Entrambe le attività si adattano benissimo ad una modalità remota.

Per la prima capisco, ma per la seconda ? Non devi interagire con altre persone? Non rischia di essere inefficace se si è in location diverse?

  • M) No. Anche per i progetti ben si adatta. Pensa a questo. Il mio team nella sede di Colonia è costituito da due persone: il mio capo e me. Tutti gli altri project team members sono già sparsi per il mondo …

Insomma stiamo a discutere di smart working sì smart working no, ma, per loro natura, per la globalizzazione, il grosso delle attività che facciamo tutti i giorni sono già da remoto …

  • M) Sono remoti i clienti, sono remoti gli utenti, sono remoti gli sviluppatori, i sistemisti, etc… che differenza fa se lavoro da casa se comunque anche in ufficio passerei la maggior parte del mio tempo lavorativo in conference con gli Stati Uniti a lavorare su server in un altro continente o a parlare con colleghi che sono dall’altra parte del mondo?
——
Esercizi proposti:
[a] Rispondi a queste domande sul testo sullo smart working:
(i) Da quante persone è costituito il team di M nella sede di Colonia?
(ii) Dove si trovano già tutti gli altri project team members?
(iii) Con quale paese M passerebbe la maggior parte del tempo in conference anche lavorando in ufficio?
[b] Come prosegue il testo sullo smart working? Scrivi il seguito, riprendendo subito dopo l'ultima battuta di M.
Il materiale non ha alcun ruolo in questo lavoro.

Materiale fornito:
——
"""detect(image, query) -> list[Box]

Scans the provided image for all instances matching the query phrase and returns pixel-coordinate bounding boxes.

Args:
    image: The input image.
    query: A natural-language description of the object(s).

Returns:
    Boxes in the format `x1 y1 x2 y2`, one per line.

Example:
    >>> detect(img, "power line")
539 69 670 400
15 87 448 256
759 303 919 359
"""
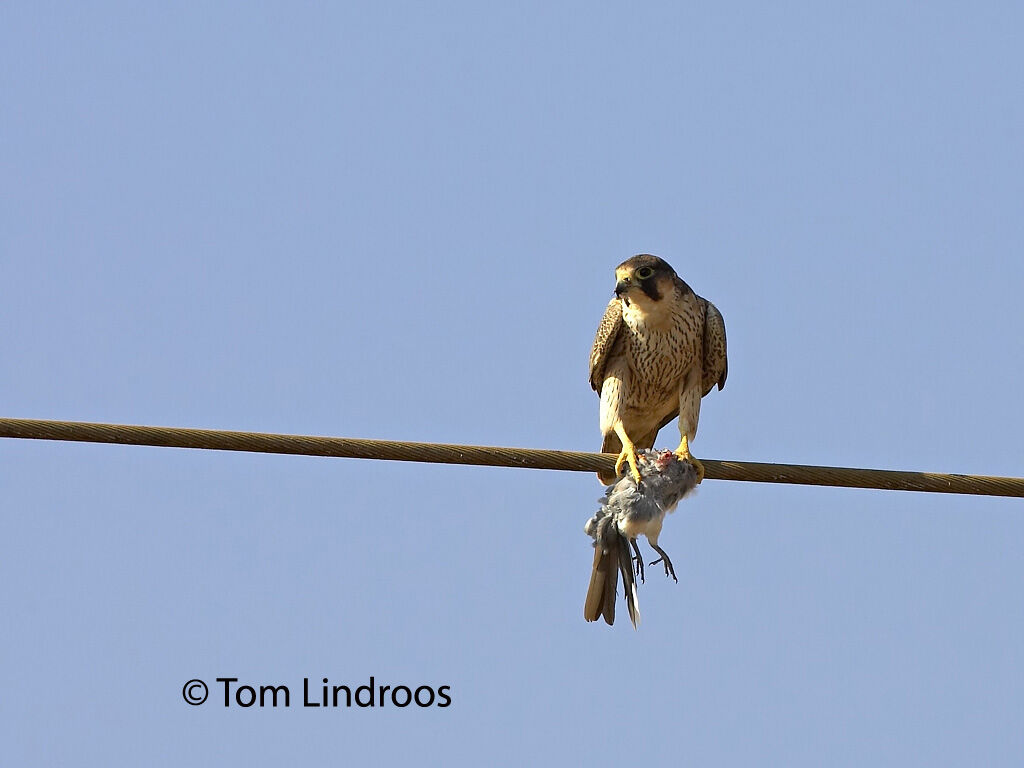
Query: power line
0 419 1024 497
——
Risposte scritte:
[a]
(i) Da due persone: il capo e M.
(ii) Sono già sparsi per il mondo.
(iii) Con gli Stati Uniti.

[b]
Be, magari per fare gruppo con i colleghi: lo spirito di team è importante

  • M) E’ vero ma in Germania – almeno nella mia azienda – c’è una concezione molto diversa da quella italiana. La gente lavora concentrata e nel massimo dell’efficienza per restare il meno possibile in ufficio. Pur nella normale cortesia dei rapporti lavorativi, i colleghi non cercano una vicinanza che vada oltre le normali interazioni (riunioni, telefonate, etc). Si mangia soli. Ci si porta la tazza da casa e il caffè non si prende tutti insieme alla macchinetta o al bar, ma si sorseggia di fronte al PC.

E quindi, come è proceduto il filone dello smart working nella tua azienda?

  • M) Come dicevo, all’inizio erano contrari. Poi piano piano hanno cambiato idea.
“… sono remoti i clienti, gli utenti, gli sviluppatori … che differenza fa se lavoro da casa ”

Anche qui esigenze di retention come per l’azienda di tua moglie?

  • M) Nel mio caso devo dire che il mio capo ed io siamo riusciti ad imporre, o meglio a proporre, questa modalità basandoci esclusivamente sulla qualità del nostro lavoro. Siamo entrambi convinti sostenitori che questa modalità di lavoro migliori le performance dei lavoratori ed elimini le difficoltà, invece che crearle.

In che senso?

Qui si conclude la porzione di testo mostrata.